=== Instructions to follow ===
Reproduce the listing below in its entirety. Change nothing.

(Saved entries)
[BEGIN]
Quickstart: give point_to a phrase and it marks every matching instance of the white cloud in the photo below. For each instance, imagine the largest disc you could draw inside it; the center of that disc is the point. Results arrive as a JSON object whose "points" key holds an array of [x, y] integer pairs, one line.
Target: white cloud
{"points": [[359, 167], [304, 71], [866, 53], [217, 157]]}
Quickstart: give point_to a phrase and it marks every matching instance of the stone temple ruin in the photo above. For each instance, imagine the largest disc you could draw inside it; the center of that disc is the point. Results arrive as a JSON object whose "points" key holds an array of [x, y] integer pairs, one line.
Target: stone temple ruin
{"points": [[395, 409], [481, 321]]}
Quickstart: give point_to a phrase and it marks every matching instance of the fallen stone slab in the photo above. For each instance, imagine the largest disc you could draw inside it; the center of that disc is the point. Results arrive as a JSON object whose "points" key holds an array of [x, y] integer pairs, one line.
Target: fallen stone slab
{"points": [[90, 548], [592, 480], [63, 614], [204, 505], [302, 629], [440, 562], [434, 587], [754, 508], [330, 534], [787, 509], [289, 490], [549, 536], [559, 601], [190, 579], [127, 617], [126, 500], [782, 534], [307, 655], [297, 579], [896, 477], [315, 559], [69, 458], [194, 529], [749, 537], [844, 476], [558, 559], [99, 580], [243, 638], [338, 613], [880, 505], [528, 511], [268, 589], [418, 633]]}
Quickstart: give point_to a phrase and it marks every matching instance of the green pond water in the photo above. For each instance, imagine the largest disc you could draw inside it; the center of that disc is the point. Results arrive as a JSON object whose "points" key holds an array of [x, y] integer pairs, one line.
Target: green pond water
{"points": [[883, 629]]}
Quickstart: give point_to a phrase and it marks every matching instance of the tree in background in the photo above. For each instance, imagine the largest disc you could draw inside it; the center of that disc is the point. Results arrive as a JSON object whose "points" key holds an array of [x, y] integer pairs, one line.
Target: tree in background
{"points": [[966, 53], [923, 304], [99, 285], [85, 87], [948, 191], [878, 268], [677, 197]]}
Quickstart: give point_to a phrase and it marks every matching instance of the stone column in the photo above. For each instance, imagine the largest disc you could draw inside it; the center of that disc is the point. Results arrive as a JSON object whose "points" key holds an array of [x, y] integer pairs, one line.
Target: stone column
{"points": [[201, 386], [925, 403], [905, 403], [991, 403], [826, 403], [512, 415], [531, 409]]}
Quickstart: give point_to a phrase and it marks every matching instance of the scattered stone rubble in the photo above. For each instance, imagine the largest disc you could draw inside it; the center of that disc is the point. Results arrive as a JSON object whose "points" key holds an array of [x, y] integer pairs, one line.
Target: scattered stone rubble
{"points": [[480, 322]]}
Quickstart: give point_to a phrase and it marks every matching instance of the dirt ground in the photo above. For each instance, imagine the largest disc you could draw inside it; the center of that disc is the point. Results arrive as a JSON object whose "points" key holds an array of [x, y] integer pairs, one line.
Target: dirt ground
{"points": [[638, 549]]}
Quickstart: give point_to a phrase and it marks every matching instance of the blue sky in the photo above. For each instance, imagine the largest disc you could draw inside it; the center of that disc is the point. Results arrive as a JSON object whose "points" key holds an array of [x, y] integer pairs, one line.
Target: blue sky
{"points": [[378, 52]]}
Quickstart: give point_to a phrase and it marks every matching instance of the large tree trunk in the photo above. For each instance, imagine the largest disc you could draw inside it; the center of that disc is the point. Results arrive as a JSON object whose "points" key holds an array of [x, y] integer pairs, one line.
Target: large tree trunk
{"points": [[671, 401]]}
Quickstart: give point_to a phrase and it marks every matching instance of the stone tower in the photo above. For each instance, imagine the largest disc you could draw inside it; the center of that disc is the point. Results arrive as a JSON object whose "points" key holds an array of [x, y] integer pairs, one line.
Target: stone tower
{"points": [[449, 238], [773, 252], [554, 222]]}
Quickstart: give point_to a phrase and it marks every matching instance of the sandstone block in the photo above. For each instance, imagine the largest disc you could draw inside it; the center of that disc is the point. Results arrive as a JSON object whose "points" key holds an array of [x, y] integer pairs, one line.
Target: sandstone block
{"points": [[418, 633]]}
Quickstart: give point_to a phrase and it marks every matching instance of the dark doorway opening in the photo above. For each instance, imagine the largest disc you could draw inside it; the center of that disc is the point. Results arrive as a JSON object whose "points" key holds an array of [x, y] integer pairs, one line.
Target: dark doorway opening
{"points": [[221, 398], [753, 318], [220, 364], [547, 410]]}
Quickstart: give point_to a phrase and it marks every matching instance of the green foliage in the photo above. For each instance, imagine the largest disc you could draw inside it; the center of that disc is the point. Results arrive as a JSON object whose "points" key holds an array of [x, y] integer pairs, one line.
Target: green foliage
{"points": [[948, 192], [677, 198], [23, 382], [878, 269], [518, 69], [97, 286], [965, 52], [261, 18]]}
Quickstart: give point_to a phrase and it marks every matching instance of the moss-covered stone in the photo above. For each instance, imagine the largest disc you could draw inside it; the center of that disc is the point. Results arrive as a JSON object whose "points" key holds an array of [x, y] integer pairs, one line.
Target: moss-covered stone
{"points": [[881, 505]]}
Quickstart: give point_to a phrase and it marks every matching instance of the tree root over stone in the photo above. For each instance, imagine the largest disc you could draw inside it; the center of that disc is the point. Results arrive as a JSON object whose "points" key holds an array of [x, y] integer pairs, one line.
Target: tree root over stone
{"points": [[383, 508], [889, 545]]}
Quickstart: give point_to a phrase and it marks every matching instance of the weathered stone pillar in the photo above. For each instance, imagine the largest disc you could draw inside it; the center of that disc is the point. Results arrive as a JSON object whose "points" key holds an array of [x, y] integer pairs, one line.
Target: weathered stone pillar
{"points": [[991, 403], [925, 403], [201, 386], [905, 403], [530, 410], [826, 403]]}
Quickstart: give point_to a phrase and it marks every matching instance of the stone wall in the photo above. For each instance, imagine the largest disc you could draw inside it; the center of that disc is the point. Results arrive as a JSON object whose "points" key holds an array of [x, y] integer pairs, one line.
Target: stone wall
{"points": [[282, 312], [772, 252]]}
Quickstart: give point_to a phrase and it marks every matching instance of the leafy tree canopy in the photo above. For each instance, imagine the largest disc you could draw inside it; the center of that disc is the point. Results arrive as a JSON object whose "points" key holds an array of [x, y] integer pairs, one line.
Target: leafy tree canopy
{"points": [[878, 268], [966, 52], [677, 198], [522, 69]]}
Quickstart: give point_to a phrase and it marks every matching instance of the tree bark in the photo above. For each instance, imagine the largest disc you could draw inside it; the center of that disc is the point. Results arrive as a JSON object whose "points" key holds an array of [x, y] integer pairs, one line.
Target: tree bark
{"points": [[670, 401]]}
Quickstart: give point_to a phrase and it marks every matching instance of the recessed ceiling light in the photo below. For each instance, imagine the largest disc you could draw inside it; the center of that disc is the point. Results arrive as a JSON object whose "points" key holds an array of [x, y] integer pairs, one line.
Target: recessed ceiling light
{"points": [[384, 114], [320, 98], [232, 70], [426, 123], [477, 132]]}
[END]
=== Solution ===
Quickstart: give point_to a phrase and it marks every matching instance of the white cloud in the photo below. For each instance, imagine the largest disc you could draw inside it; the center of that disc is the point. Results arrive as a JSON object whose "points" key holds an array of [x, y] integer pairs, one line.
Target: white cloud
{"points": [[359, 167], [304, 71], [866, 53], [217, 157]]}
Quickstart: give point_to a phrase and it marks every matching instance of the stone temple ruin in the photo above. For each instance, imagine the largest disc you could draw inside it; the center of that disc is the point. Results arrive as a JSON object whose "points" key holds an array of [x, y] integer pairs, one line.
Target: stone temple ruin
{"points": [[395, 409], [481, 321]]}
Quickstart: give point_to a phrase and it marks every matching instance of the fallen stone slab in the photo above. For each instance, imagine the largest disc you could draw inside it; the center of that disc is the point. Results arrive as a JSON object whose "points" key holds an array of [x, y] integer pairs, one line.
Target: fallen stone slab
{"points": [[90, 548], [592, 480], [63, 614], [204, 505], [302, 629], [440, 562], [434, 587], [754, 508], [330, 534], [787, 509], [289, 490], [549, 536], [559, 601], [190, 579], [127, 617], [126, 500], [782, 534], [307, 655], [297, 579], [896, 477], [315, 559], [69, 458], [194, 529], [749, 537], [844, 476], [558, 559], [99, 580], [243, 638], [338, 613], [880, 505], [528, 511], [268, 589], [418, 633]]}
Quickstart: give point_to a phrase and it marks every matching instance of the green pond water in the photo above. For each instance, imagine the largest disc you could draw inside it; the center of that disc is the point. Results arrive as a JSON object whose "points" key holds an array of [x, y] integer pairs, one line.
Target: green pond water
{"points": [[883, 629]]}
Quickstart: give point_to a phrase and it marks every matching instance of the tree in background in the photo above. For each instance, imagine the largest disc you could draw inside it; the center of that disc is the point. Results arrive as a JSON object whose "points" key holds an array of [x, y] integer pairs, one line.
Target: tree in background
{"points": [[966, 53], [923, 304], [99, 285], [85, 87], [948, 191], [878, 268], [677, 197]]}
Quickstart: give point_to a phrase and it marks every matching instance of the stone column in the photo above. For each instance, imagine the largest disc you could draw inside it; the center of that disc is the point. Results arrive as a JSON object whose "points" key holds an array of [x, y] integer pairs, one line.
Target: stone column
{"points": [[201, 386], [925, 403], [905, 403], [991, 403], [826, 403], [512, 415], [531, 409]]}
Quickstart: give point_to a phrase and it marks every matching instance of the scattered stone rubble in the photo above. For each instance, imagine the largest disc you could draw inside it; the center of that disc is the point. Results arrive as a JSON object whose "points" key holds an array of [x, y] integer pairs, one line.
Target: scattered stone rubble
{"points": [[480, 322]]}
Quickstart: give point_to a phrase and it marks every matching instance of the dirt ground in the photo above. For each instance, imagine the largest disc you could draw inside it; the center of that disc is the point. Results arrive as a JSON object whose "points" key holds an array of [x, y] integer pairs, one line.
Target: dirt ground
{"points": [[638, 549]]}
Quickstart: give point_to a phrase and it marks every matching instance of the blue sky in the photo above. For each instance, imagine the largest disc you could draw inside it; the center of that disc is the point. Results arrive as a JSON object whose "points" key holds an array of [x, y] integer pairs, one line.
Target: blue sky
{"points": [[378, 52]]}
Quickstart: give point_to a phrase and it marks every matching instance of the large tree trunk in the photo above. For each instance, imagine the largest disc you could draw inside it; the center of that disc is the point. Results arrive as a JSON object whose "points" key holds an array of [x, y] integer pairs, one line.
Target: large tree trunk
{"points": [[671, 401]]}
Quickstart: give point_to a phrase and it marks every matching instance of the stone tower in the photo above. For each instance, imagine the largest disc you could draw inside it; the center of that disc is the point. Results arrive as a JSON object whose "points" key holds an array of [x, y] integer pairs, one line.
Target: stone tower
{"points": [[449, 238], [773, 252], [554, 222]]}
Quickstart: give point_to a phrase and it marks every matching instance of the sandstone block in the photo above. For each instance, imagine the largest disc you could draw inside it; the center of that disc is the point. Results arrive as a JSON object whose "points" key holds an array of [x, y] integer pairs, one line.
Target: sandstone block
{"points": [[418, 633]]}
Quickstart: give point_to a phrase and it marks every matching instance of the dark doorway opening in the photo above. For each instance, imagine the largest disc you could draw inside it; the center of that disc is the point. Results arrive as a JSON object whose "points" key holds an array of [x, y] integer pairs, one line.
Target: dark doorway opening
{"points": [[221, 398], [753, 318], [220, 364], [547, 410]]}
Quickstart: give point_to a phrase and it marks every matching instance of the green foliage in the photo above. For each instance, imagine the largest disc you could draw inside it; the center of that disc is the point. Results arrive as a JSON object whose "points" key holds an array of [x, y] integer pairs, one line.
Target: green foliage
{"points": [[948, 192], [677, 198], [23, 382], [878, 269], [518, 69], [97, 286], [965, 52], [261, 18]]}
Quickstart: give point_to a phrase and it marks every matching instance of the moss-covered stone in the photo above. For each instance, imagine the largest disc you could draw inside it; the center of that disc is the point. Results arrive as a JSON object whose "points" key holds an array of [x, y] integer pairs, one line.
Target: moss-covered stone
{"points": [[881, 505]]}
Quickstart: give point_to a phrase and it marks every matching instance of the tree root over stone in the photo above. For each instance, imagine the largest disc you could draw inside it; the center of that disc is the point. Results arrive as a JSON object whose "points" key holds an array of [x, y] integer pairs, one line.
Target: tree root over stone
{"points": [[383, 508], [889, 545]]}
Quickstart: give point_to a phrase and it marks every matching instance of the weathered stone pillar in the photo above. For each instance, imagine the largest disc you could draw inside it; the center of that disc is the point. Results arrive as a JSON object whose "points" key holds an array of [x, y] integer pairs, one line.
Target: weathered stone pillar
{"points": [[991, 403], [925, 403], [201, 386], [905, 403], [530, 410], [826, 403]]}
Quickstart: give point_to a phrase and it marks every matching instance of the stone wall in the photo above. For each instance, imagine the largest disc you could draw inside it; the center of that disc is the point. Results arrive as a JSON object whose "points" key holds an array of [x, y] integer pairs, one line.
Target: stone wall
{"points": [[282, 312], [772, 252]]}
Quickstart: give point_to a phrase and it marks every matching instance of the leafy tree canopy in the photo above. For each instance, imagine the largest disc you could draw inside it; the center of that disc is the point. Results arrive as a JSON object whose "points" key holds an array of [x, y] integer pairs, one line.
Target: leafy tree canopy
{"points": [[878, 268], [966, 52], [677, 198], [522, 69]]}
Quickstart: give point_to a phrase and it marks every matching instance of the tree bark in the photo above. For each instance, imagine the largest disc you could draw inside it; the center of that disc is the point. Results arrive as a JSON object whose "points" key holds an array of [x, y] integer pairs, one line.
Target: tree bark
{"points": [[670, 401]]}
Quickstart: give point_to a phrase and it marks every matching instance of the recessed ceiling light in the photo below. For each instance, imagine the largest disc you could draw inside it; the center of that disc is the point. Results arrive as a JSON object whose "points" key holds an array of [x, y] integer pairs, one line.
Target: recessed ceiling light
{"points": [[384, 114], [320, 98], [232, 70], [426, 123], [477, 132]]}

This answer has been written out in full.